**FRAGMENTO DEL TEXTO**

________________

Siempre nos hemos sentido, de algún modo, irrelevantes. Ni el movimiento negro ni el proyecto feminista de este país han abordado aún los problemas políticos propios de las ciudadanas negras.

 

Así, por grande que fuera su entusiasmo ante la inclusión, por primera vez en la historia, de una candidata a la vicepresidencia dentro de las listas de un partido mayoritario, ¿cuántas feministas blancas siguieron sin enterarse de que sus hermanas negras siempre habían sido excluidas de los procesos políticos? Si en 1851 había sido necesario que Sojourner Truth lamentara: «¿Acaso no soy mujer?», todavía hoy las mujeres negras nos vemos obligadas a denunciar la invisibilidad a la que nos abocan, tanto en la teoría como en la práctica, amplios sectores del feminismo dominante.

Vivimos en una época marcada por la profunda crisis global del capitalismo monopolista; una época atravesada por el creciente riesgo de sufrir una debacle nuclear y por las amenazas de invasión estadounidense en Centroamérica. Asistimos a un periodo en el que la amenaza del fascismo entraña peligros sin precedentes. El feminismo no puede permitirse el lujo de repetir los errores del siglo pasado; ni tan siquiera los de la última década. Debemos reflexionar de inmediato sobre nuestras negligencias y meteduras de pata —en especial, sobre aquellas asociadas al racismo— y actuar para rectificarlas.

Por poner un ejemplo, durante el debate preelectoral relativo a la «brecha de género», no se prestó la debida atención al impacto potencial de la raza y la clase social en las mujeres votantes. Así, aunque se pronosticaba que el porcentaje de mujeres que apoyarían a Reagan sería entre un 10% y un 15% inferior al de los hombres, esta diferencia se redujo finalmente a un 4%. En otras palabras: un 61% de los hombres y un 57% de las mujeres que votaron en aquellas elecciones se decantaron por Reagan como presidente de Estados Unidos. Los analistas encargados de estudiar los comicios de 1984 habían pronosticado que las ciudadanas votarían en masa contra Reagan como respuesta directa al grave deterioro de la situación económica de las mujeres durante su primer mandato. De hecho, una encuesta conjunta realizada en junio de 1983 por la CBS y The New York Times reveló que solo el 39% de las mujeres —frente al 60% de los hombres— aprobaban la gestión económica de Reagan. Esta «brecha de género» del 21% se interpretó como un reflejo del proceso conocido como «feminización de la pobreza».

________________

**INFORMACIÓN PROPORCIONADA**
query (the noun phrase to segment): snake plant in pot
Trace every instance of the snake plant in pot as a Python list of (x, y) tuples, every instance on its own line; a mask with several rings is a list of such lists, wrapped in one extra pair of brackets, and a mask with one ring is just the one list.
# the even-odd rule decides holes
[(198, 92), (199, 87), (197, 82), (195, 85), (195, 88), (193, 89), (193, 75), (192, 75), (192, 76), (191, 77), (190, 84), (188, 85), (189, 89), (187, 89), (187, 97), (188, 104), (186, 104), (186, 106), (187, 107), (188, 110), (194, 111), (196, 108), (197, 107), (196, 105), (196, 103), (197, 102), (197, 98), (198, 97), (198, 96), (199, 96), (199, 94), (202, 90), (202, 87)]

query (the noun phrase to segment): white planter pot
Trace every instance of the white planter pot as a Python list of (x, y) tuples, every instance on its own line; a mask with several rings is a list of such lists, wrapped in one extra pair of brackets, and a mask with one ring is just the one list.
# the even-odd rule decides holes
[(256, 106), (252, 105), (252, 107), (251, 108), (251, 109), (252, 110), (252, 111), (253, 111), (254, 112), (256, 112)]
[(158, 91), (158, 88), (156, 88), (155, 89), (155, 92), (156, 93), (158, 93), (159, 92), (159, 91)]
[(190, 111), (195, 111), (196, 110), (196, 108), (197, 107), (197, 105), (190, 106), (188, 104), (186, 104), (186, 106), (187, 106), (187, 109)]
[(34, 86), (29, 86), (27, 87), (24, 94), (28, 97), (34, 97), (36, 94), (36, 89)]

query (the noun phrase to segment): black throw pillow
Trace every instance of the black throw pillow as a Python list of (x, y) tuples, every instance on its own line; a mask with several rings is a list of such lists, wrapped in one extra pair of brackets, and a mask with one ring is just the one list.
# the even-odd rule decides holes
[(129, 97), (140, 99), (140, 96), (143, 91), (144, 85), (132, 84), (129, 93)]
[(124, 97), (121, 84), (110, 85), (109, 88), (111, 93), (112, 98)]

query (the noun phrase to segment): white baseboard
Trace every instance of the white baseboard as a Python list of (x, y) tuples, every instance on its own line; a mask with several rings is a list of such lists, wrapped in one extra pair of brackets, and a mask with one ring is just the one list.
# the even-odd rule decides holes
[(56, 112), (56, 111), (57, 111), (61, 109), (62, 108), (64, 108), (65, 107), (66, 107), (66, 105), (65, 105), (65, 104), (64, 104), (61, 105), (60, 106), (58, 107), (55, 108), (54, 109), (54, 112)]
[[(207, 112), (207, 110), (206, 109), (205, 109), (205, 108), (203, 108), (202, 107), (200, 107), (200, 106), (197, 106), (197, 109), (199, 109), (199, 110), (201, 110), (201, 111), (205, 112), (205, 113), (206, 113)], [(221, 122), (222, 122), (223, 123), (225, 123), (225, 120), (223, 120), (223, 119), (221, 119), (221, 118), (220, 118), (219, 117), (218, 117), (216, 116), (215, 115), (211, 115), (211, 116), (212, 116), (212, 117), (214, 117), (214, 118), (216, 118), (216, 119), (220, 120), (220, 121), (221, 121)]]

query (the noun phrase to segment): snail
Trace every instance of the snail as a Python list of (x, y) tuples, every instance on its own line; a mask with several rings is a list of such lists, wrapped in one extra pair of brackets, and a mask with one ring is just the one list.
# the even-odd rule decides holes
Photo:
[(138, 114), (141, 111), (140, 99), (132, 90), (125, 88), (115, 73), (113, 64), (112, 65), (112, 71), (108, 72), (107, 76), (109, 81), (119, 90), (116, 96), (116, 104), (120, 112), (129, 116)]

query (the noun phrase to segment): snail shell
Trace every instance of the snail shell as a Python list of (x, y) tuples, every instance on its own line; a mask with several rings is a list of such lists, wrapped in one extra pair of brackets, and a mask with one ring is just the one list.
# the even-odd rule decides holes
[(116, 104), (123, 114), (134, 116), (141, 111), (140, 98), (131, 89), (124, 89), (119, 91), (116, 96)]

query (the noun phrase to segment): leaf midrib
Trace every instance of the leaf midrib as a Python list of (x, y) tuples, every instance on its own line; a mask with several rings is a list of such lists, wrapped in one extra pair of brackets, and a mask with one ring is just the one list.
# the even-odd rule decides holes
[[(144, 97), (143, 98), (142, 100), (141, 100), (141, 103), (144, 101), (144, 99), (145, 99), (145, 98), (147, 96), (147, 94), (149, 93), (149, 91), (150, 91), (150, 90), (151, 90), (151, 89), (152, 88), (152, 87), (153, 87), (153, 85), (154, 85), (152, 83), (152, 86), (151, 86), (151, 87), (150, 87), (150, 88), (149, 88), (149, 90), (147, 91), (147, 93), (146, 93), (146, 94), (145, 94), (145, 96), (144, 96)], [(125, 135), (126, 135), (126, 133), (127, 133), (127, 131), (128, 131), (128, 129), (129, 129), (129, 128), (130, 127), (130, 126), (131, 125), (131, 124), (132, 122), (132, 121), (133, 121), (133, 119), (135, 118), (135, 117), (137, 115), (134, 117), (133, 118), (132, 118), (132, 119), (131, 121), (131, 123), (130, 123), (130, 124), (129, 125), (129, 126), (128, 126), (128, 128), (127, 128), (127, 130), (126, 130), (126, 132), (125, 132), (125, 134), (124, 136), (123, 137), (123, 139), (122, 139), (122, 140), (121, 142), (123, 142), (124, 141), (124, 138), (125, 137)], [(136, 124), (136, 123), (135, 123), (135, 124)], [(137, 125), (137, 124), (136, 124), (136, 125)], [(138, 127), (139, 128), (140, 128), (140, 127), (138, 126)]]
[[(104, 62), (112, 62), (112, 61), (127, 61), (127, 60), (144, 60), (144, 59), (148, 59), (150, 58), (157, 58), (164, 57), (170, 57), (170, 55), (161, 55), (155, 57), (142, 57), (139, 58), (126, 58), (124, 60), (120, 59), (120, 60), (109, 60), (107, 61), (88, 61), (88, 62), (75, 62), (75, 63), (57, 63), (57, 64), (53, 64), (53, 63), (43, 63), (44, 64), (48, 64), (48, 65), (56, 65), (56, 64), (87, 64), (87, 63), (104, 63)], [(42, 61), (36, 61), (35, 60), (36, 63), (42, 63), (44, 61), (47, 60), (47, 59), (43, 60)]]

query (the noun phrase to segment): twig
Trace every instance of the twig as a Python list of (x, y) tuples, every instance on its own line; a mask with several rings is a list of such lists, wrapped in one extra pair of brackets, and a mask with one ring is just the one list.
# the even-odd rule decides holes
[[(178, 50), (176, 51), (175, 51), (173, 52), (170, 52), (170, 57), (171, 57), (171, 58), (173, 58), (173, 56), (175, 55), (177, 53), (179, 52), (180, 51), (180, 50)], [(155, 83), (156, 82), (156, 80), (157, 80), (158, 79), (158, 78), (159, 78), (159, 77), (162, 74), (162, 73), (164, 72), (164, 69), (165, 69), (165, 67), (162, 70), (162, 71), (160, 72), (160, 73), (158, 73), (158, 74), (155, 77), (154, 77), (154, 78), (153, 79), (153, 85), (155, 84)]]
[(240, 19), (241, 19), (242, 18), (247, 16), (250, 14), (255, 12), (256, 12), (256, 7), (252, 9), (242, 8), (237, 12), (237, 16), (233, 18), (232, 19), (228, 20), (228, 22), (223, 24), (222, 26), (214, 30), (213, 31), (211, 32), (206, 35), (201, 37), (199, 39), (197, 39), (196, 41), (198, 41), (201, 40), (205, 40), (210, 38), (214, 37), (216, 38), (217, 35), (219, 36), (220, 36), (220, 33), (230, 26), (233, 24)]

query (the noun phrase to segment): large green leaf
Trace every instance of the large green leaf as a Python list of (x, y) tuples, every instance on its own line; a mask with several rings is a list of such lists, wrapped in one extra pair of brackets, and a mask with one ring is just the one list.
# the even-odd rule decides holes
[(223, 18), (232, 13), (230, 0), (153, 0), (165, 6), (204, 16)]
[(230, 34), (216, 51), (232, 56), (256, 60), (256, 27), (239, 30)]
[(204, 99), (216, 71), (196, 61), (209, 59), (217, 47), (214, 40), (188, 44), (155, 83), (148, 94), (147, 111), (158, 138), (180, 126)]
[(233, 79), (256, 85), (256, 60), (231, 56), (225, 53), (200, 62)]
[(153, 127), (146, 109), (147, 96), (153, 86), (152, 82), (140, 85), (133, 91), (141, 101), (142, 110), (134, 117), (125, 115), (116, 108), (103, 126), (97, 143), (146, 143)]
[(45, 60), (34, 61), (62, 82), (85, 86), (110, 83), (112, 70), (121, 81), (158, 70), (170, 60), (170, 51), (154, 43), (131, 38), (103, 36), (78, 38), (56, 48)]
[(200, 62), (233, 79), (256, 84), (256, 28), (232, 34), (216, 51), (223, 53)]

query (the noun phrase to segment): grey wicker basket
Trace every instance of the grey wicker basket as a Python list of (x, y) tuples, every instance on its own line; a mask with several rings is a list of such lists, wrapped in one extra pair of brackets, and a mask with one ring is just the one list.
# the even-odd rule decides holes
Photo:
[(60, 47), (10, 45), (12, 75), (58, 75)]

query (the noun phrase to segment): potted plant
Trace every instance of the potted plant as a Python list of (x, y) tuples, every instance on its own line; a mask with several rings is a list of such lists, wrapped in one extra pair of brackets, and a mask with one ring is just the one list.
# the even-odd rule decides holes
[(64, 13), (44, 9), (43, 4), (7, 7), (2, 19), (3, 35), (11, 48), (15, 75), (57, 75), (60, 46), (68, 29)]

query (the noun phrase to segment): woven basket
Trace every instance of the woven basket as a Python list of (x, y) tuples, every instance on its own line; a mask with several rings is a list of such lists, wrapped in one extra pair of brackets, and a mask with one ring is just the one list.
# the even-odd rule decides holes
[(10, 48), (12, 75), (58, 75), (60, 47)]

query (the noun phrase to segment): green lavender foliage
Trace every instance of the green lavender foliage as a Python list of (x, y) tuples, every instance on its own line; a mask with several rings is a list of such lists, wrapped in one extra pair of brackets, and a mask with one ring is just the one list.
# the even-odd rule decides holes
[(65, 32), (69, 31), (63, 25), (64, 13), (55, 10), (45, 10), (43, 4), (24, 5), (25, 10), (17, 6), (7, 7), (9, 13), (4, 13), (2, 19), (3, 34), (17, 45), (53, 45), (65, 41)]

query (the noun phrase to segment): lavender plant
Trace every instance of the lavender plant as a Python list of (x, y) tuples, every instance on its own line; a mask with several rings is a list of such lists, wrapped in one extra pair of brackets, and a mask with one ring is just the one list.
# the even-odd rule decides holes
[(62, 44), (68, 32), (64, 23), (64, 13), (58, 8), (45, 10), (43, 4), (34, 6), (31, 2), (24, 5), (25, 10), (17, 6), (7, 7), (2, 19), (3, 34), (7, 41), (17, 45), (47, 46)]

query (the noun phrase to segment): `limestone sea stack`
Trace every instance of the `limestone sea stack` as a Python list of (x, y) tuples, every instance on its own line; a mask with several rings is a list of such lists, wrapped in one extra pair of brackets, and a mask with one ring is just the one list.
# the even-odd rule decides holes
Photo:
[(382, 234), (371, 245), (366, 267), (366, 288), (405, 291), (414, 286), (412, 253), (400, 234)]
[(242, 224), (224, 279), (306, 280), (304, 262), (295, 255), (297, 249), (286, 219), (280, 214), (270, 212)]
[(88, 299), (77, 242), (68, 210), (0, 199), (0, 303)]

________________

Reproduce sin cambios el pasaje del fragmento sobre el feminismo y las mujeres negras que comienza con las palabras "Vivimos en una" y termina con "actuar para rectificarlas.".

Vivimos en una época marcada por la profunda crisis global del capitalismo monopolista; una época atravesada por el creciente riesgo de sufrir una debacle nuclear y por las amenazas de invasión estadounidense en Centroamérica. Asistimos a un periodo en el que la amenaza del fascismo entraña peligros sin precedentes. El feminismo no puede permitirse el lujo de repetir los errores del siglo pasado; ni tan siquiera los de la última década. Debemos reflexionar de inmediato sobre nuestras negligencias y meteduras de pata —en especial, sobre aquellas asociadas al racismo— y actuar para rectificarlas.